[Document excerpt]
And so, in an attempt to fund a more sustainable lifestyle centered around local foods, we are forced to drive nearly forty miles into the city to work. Gas costs us a fortune these days, though we carpool whenever possible and make no gratuitous side trips. We bought a motorcycle to cut back on consumption, at least when the weather cooperates. (I took my first ride on the new bike the other day. Ye gods, I'd forgotten!)

Day after day, I am appalled by the expense of trying to do the right things to spare our land and bodies from the behemoth of our industrialized food system. Why do you think most poultry growers, whether commercial or gentleman farmer, buy pelleted feeds? Twenty-five bucks will buy you a month's worth of scratch grains and layer pellets for a flock like ours. It's easy, too! Just open the bag, scoop, and serve.

As much as I would like to, I simply cannot afford to feed my chickens on soybeans, seafood, and hand-split corn. In this instance, like so many others -- purchasing enough land to grow our own crops, installing solar panels and a propane refrigerator, even building the oh-so-sensible root cellar -- converting to sustainable living is a proposition that implies tremendous financial strain.

Some people manage it. You can read their stories at the Backwoods Home Magazine forum. I suspect, however, that the majority have either lived long and well enough to free themselves from debt -- including home mortgages -- or are not trying to create a self-sufficient homestead while preserving and promoting a rare breed of horse. Reading the BHM forum is, for me, both inspiring and discouraging.

Text-to-region grounding data
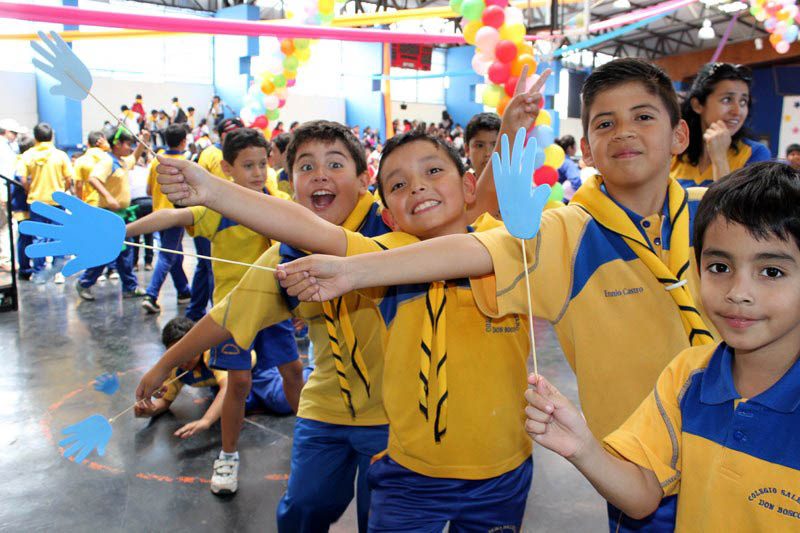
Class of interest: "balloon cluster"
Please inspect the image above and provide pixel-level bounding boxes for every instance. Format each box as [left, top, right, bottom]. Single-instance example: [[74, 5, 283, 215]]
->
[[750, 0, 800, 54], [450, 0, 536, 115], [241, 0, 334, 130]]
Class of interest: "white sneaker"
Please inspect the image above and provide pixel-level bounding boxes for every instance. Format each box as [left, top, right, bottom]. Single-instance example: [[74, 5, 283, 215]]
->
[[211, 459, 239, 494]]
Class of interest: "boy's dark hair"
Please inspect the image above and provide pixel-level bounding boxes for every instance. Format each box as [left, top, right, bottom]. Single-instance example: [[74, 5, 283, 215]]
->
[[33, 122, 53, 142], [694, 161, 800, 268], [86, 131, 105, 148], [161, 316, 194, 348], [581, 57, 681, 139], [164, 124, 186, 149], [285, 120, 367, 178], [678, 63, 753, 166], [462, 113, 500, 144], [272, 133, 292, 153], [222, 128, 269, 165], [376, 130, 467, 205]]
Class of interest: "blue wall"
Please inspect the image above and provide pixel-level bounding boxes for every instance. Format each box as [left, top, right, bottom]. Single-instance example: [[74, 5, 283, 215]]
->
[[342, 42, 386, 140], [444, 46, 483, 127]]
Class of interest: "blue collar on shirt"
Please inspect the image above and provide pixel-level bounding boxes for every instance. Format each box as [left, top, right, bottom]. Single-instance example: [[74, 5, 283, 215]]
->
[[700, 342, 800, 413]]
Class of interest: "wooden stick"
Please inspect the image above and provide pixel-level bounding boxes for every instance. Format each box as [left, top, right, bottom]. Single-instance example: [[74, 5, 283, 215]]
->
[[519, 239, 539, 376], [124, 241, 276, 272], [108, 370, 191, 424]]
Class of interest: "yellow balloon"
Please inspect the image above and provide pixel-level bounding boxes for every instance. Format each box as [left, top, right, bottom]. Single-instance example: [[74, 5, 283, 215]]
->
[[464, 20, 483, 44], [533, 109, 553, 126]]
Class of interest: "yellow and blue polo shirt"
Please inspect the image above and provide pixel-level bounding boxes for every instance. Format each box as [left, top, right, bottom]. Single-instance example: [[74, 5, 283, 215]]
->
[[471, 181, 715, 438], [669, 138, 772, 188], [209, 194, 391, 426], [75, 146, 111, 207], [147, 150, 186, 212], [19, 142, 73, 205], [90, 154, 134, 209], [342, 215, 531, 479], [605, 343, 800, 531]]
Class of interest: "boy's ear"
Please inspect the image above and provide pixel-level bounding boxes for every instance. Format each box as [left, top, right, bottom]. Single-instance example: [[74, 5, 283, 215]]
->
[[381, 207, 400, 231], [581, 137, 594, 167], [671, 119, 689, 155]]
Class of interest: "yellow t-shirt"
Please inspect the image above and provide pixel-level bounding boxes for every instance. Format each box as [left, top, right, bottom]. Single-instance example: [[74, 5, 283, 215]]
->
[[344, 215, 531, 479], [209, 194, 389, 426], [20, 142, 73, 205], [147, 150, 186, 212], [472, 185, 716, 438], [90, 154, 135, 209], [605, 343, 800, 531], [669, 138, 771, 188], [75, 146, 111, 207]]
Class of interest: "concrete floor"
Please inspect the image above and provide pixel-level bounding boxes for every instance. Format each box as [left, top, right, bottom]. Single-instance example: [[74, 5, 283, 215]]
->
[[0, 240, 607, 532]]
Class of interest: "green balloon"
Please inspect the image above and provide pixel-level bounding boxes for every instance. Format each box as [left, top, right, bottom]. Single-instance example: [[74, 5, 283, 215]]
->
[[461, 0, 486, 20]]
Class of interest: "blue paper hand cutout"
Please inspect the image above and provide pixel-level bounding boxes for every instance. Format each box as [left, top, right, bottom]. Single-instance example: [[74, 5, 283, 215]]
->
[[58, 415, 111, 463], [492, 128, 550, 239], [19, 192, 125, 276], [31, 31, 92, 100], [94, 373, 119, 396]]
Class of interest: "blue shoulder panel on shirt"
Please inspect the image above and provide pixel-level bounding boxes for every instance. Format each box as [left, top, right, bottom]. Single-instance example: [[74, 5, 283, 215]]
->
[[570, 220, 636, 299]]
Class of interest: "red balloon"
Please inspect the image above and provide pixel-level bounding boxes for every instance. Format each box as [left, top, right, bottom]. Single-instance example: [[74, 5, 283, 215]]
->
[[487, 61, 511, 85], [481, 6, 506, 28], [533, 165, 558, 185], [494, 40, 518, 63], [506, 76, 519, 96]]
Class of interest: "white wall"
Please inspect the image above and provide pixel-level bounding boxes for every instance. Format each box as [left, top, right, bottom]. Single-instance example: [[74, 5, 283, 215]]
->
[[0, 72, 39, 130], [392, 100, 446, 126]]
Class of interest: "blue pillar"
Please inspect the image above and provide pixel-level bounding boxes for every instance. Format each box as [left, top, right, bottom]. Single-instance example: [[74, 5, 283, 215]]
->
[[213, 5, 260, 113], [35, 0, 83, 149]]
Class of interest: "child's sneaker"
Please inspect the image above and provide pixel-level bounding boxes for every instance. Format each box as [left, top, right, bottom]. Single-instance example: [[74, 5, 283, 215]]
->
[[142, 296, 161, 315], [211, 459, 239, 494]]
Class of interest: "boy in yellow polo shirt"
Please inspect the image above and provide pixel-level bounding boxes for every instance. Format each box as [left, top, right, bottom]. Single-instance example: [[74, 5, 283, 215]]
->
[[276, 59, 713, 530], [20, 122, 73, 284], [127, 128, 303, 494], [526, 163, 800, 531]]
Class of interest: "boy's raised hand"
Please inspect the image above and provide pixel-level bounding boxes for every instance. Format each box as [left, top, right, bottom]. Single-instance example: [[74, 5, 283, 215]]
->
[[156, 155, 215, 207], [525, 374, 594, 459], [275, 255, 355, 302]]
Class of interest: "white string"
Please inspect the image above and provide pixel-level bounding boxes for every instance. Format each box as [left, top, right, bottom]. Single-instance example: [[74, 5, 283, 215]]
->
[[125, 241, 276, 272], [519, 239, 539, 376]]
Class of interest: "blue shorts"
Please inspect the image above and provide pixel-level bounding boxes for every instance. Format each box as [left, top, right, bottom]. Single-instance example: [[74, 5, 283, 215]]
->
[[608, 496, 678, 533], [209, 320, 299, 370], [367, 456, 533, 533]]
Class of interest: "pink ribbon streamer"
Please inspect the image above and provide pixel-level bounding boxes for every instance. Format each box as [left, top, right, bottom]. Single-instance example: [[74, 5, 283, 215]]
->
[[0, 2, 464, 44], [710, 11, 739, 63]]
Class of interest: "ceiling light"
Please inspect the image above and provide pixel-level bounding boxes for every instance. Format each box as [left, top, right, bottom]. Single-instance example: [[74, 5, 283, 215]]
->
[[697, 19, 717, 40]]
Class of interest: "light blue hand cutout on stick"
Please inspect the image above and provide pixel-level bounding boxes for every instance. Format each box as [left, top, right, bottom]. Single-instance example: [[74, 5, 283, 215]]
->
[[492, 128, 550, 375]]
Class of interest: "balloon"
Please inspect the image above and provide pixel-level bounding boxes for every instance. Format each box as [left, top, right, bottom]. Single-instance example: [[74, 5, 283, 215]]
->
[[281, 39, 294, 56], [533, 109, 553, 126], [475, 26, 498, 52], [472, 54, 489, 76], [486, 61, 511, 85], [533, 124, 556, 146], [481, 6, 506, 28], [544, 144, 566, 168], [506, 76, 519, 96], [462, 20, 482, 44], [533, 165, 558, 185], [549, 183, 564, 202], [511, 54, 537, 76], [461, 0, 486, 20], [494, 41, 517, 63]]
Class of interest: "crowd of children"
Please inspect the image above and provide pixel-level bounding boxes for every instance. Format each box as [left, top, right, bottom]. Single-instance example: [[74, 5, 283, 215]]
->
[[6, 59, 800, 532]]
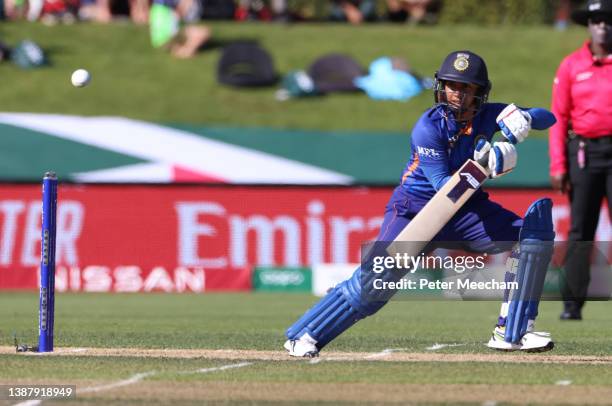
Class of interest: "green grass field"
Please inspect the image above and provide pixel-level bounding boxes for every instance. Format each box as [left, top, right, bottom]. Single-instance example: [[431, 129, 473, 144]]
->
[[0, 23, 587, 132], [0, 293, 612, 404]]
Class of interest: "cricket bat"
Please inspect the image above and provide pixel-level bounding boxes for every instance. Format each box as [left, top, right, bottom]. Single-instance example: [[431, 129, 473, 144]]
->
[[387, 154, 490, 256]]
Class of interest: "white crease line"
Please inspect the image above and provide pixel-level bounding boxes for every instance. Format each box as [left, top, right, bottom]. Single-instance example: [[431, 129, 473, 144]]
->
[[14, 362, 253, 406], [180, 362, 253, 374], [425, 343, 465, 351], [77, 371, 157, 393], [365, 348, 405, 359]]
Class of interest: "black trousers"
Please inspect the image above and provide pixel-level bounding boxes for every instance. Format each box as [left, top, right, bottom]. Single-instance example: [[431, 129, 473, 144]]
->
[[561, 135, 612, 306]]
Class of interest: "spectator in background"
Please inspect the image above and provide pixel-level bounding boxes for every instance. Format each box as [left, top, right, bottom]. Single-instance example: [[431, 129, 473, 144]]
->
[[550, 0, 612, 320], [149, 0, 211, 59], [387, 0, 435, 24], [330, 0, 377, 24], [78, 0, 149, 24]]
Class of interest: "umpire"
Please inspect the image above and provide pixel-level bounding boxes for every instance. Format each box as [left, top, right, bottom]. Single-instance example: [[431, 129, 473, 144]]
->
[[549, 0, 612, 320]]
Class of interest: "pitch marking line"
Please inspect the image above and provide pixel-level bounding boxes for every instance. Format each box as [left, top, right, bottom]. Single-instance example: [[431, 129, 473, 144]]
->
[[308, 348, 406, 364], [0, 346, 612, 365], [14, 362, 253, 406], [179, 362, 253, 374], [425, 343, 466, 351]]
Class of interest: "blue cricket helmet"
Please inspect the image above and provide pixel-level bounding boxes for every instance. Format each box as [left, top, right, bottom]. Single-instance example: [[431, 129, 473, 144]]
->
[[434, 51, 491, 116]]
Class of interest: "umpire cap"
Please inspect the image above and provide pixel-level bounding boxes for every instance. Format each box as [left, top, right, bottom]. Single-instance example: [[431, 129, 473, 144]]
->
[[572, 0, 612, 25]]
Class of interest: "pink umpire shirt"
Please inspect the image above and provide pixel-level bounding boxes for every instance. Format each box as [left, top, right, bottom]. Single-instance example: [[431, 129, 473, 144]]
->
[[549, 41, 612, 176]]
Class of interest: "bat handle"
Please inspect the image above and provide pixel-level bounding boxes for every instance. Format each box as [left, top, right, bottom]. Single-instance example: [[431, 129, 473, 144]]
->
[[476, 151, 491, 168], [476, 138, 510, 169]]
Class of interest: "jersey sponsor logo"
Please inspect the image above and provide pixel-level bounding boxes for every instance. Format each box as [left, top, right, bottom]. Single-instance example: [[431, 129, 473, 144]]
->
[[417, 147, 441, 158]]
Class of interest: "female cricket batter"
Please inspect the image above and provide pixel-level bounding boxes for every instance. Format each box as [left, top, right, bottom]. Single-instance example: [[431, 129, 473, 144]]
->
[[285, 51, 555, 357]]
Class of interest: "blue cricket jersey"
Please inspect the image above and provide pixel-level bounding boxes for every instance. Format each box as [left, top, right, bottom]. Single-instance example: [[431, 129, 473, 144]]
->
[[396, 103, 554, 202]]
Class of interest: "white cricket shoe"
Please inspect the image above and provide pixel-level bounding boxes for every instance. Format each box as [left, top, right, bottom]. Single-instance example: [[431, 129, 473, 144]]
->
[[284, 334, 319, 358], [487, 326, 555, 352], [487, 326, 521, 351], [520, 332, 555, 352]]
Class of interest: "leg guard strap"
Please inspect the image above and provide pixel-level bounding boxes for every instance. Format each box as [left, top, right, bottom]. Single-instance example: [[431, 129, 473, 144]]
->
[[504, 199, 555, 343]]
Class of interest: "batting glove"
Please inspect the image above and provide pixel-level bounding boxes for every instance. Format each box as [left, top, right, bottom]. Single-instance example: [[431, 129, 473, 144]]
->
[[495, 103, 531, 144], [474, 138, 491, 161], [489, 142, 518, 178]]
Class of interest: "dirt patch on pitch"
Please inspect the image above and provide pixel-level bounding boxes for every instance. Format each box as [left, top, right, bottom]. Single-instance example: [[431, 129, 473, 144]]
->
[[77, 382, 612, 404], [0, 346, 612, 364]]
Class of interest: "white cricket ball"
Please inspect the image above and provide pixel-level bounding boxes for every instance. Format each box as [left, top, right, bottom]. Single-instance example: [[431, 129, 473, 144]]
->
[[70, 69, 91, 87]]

[Exercises to complete]
(a) Answer these questions from the sustainable-living passage, one answer per line:
(i) How far does the writer drive into the city to work?
(ii) According to the text, what will twenty-five dollars buy?
(iii) Where can readers find the stories of people who manage sustainable living?
(b) Quote the sustainable-living passage word for word, from "Day after day, I" to "tremendous financial strain.", inclusive.

[Task solutions]
(a)
(i) Nearly forty miles.
(ii) A month's worth of scratch grains and layer pellets for a flock like the writer's.
(iii) At the Backwoods Home Magazine forum.

(b)
Day after day, I am appalled by the expense of trying to do the right things to spare our land and bodies from the behemoth of our industrialized food system. Why do you think most poultry growers, whether commercial or gentleman farmer, buy pelleted feeds? Twenty-five bucks will buy you a month's worth of scratch grains and layer pellets for a flock like ours. It's easy, too! Just open the bag, scoop, and serve.

As much as I would like to, I simply cannot afford to feed my chickens on soybeans, seafood, and hand-split corn. In this instance, like so many others -- purchasing enough land to grow our own crops, installing solar panels and a propane refrigerator, even building the oh-so-sensible root cellar -- converting to sustainable living is a proposition that implies tremendous financial strain.